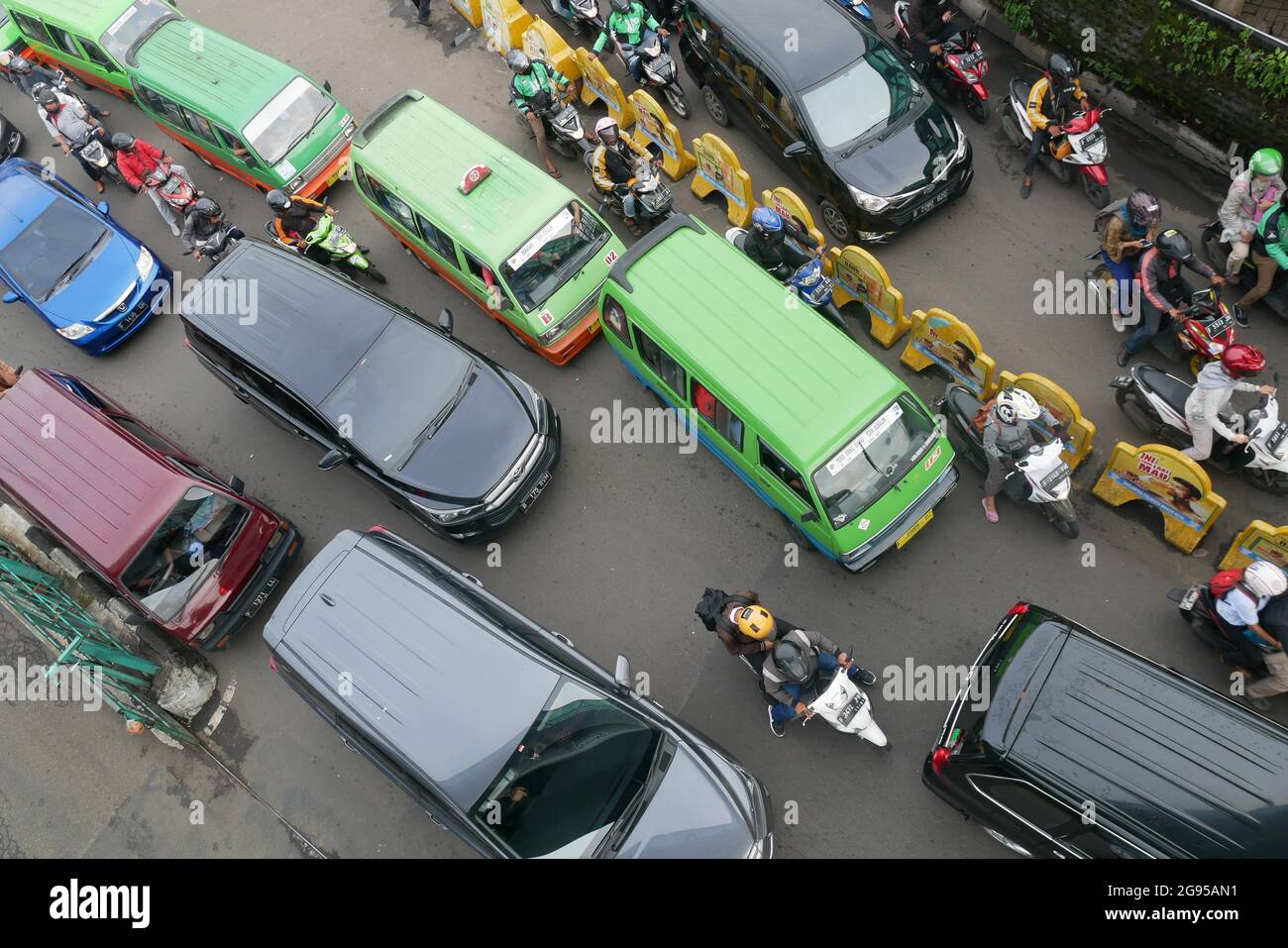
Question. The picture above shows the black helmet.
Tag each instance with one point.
(206, 207)
(1173, 245)
(791, 661)
(277, 200)
(1059, 65)
(518, 60)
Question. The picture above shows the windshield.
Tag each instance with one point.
(571, 779)
(184, 552)
(553, 256)
(53, 249)
(291, 115)
(140, 20)
(876, 460)
(872, 93)
(399, 393)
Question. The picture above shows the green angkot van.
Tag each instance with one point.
(811, 423)
(475, 211)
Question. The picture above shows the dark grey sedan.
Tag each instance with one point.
(498, 728)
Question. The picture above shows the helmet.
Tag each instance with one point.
(1142, 207)
(606, 125)
(1017, 404)
(1059, 65)
(1173, 245)
(791, 661)
(1266, 162)
(518, 62)
(755, 622)
(1265, 579)
(767, 220)
(1241, 360)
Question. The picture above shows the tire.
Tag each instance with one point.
(715, 107)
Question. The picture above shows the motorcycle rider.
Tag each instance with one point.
(1162, 287)
(613, 166)
(136, 159)
(535, 88)
(798, 656)
(1211, 393)
(626, 25)
(1008, 436)
(1048, 103)
(202, 227)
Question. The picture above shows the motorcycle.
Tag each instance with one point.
(1080, 150)
(965, 63)
(329, 243)
(1218, 253)
(658, 68)
(1041, 476)
(653, 197)
(1154, 402)
(807, 281)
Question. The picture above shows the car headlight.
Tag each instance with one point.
(874, 204)
(77, 330)
(145, 263)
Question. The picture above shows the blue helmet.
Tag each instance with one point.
(767, 220)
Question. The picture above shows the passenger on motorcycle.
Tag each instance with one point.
(613, 166)
(1008, 436)
(626, 25)
(1050, 102)
(136, 159)
(798, 656)
(535, 88)
(1212, 390)
(1162, 288)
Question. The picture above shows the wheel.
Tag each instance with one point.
(835, 222)
(715, 107)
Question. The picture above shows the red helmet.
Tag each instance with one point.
(1243, 360)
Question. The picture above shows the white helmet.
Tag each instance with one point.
(1017, 404)
(1263, 579)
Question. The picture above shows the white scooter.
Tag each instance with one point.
(1154, 401)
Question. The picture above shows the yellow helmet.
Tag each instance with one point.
(755, 622)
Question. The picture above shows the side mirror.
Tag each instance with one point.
(333, 459)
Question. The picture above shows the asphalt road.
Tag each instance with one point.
(619, 548)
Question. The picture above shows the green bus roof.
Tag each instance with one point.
(787, 369)
(424, 150)
(231, 80)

#### [Directive]
Add 32 to every coordinate in the answer points of the records, starting at the line that has "Question. The picture above shows the windshield." and stopping after the line that has "(1162, 288)". Write out every line in that span again, including the lines that hold no coordinates.

#### [Expected answer]
Question. The picture above shows the windshield.
Tag each instance with one point.
(603, 811)
(216, 584)
(585, 288)
(85, 281)
(323, 147)
(172, 52)
(908, 492)
(904, 125)
(431, 425)
Question. The picture above shows the green angkot van.
Tag each instance with one point.
(843, 455)
(507, 243)
Question. The picture above shows the dark grey sedan.
Tag each instance with one point.
(530, 760)
Question. The picture above shows the helmet.
Tag each instance with one point.
(1174, 239)
(638, 157)
(1049, 436)
(1091, 97)
(1205, 277)
(823, 693)
(1298, 194)
(550, 94)
(787, 654)
(1297, 611)
(799, 252)
(1273, 392)
Question. The picture above shows the tire.
Tag each instance with one point.
(747, 139)
Question. The picture above shows the motorcycle rider.
Tag each instance with one point.
(1194, 319)
(645, 198)
(168, 191)
(567, 120)
(830, 688)
(1243, 425)
(658, 57)
(1040, 468)
(1080, 135)
(234, 259)
Question. The picture above shows the motorcycle.
Tag each instance with one point.
(1112, 182)
(997, 95)
(361, 275)
(1250, 285)
(690, 100)
(1073, 508)
(685, 229)
(1186, 434)
(839, 313)
Question. The picture above shows the car headlight.
Tag each instance with one point.
(906, 236)
(109, 362)
(177, 295)
Question. The picture above shows the blue helmet.
Tag each instance with one point.
(799, 252)
Question. The picture above shows the passenger on motorcycle.
Tag each instance with one point.
(645, 198)
(1040, 468)
(658, 57)
(1082, 134)
(168, 191)
(830, 688)
(567, 120)
(1244, 422)
(1194, 320)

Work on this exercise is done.